> Aim of the task: Could you copy out all of the records below exactly, leaving out every picture?
===== Input data
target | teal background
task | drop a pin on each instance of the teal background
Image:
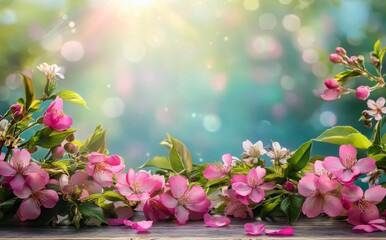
(211, 73)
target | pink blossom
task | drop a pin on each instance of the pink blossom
(154, 210)
(102, 168)
(138, 186)
(19, 166)
(182, 200)
(377, 109)
(320, 197)
(30, 207)
(364, 209)
(362, 92)
(217, 170)
(254, 229)
(234, 207)
(141, 226)
(78, 181)
(253, 186)
(346, 168)
(216, 220)
(287, 231)
(55, 118)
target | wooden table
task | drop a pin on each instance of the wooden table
(319, 228)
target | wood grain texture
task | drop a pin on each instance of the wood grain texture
(319, 228)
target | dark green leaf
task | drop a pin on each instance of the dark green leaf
(344, 77)
(291, 207)
(300, 158)
(159, 162)
(29, 91)
(48, 137)
(345, 135)
(73, 97)
(91, 210)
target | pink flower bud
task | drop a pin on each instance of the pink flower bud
(331, 83)
(362, 92)
(340, 51)
(289, 186)
(57, 152)
(335, 58)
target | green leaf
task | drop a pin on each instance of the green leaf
(96, 142)
(345, 135)
(301, 157)
(344, 77)
(179, 155)
(29, 91)
(113, 196)
(377, 46)
(269, 207)
(48, 137)
(159, 162)
(91, 210)
(291, 206)
(73, 97)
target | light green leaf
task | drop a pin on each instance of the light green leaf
(291, 206)
(73, 97)
(301, 157)
(179, 155)
(345, 135)
(29, 91)
(159, 162)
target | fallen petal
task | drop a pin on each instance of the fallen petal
(254, 229)
(287, 231)
(216, 220)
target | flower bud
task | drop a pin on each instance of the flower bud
(33, 149)
(71, 148)
(71, 137)
(335, 58)
(340, 51)
(331, 83)
(57, 152)
(362, 92)
(289, 186)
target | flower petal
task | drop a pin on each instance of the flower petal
(216, 220)
(254, 229)
(241, 188)
(332, 206)
(168, 201)
(178, 185)
(375, 194)
(287, 231)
==========
> Solution to this exercise:
target | teal background
task | drop a pin on each instance of the teal background
Image:
(211, 73)
target | pink blossom
task | drop a pin on each instance of the pink blossom
(154, 210)
(102, 168)
(138, 186)
(19, 166)
(182, 200)
(377, 109)
(320, 197)
(30, 207)
(364, 209)
(362, 92)
(217, 170)
(254, 229)
(234, 207)
(141, 226)
(78, 181)
(253, 186)
(346, 168)
(216, 220)
(287, 231)
(55, 118)
target | wooden table
task | drop a pin on each instance of the wooden table
(319, 228)
target | wood grain texture
task | drop a pin on each instance of the wood grain texture
(319, 228)
target | dark green leaf
task | drop a pin on each instance of the dark green leaf
(344, 77)
(291, 207)
(300, 158)
(159, 162)
(29, 91)
(48, 137)
(345, 135)
(73, 97)
(91, 210)
target | pink flower bud
task | drop a pin on each instance of the pink flower bud
(331, 83)
(362, 92)
(340, 51)
(289, 186)
(57, 152)
(335, 58)
target | green leaf
task | drop a pin on each instance of the green leaf
(96, 142)
(345, 135)
(301, 157)
(344, 77)
(179, 155)
(29, 91)
(113, 196)
(377, 46)
(269, 207)
(48, 137)
(159, 162)
(91, 210)
(291, 206)
(73, 97)
target | light green leaf
task | drop a pin on each instance of the light green leaf
(291, 206)
(73, 97)
(301, 157)
(179, 155)
(345, 135)
(29, 91)
(159, 162)
target | fallen petal
task | drop a pin on each instance of the fallen petal
(254, 229)
(287, 231)
(216, 220)
target | flower bud
task | drop a pin on each instance of the flower bud
(33, 149)
(71, 148)
(71, 137)
(335, 58)
(340, 51)
(331, 83)
(57, 152)
(362, 92)
(289, 186)
target | flower petal
task | drop a pin on each instance of the flower petal
(216, 220)
(254, 229)
(241, 188)
(332, 206)
(168, 201)
(178, 185)
(375, 194)
(287, 231)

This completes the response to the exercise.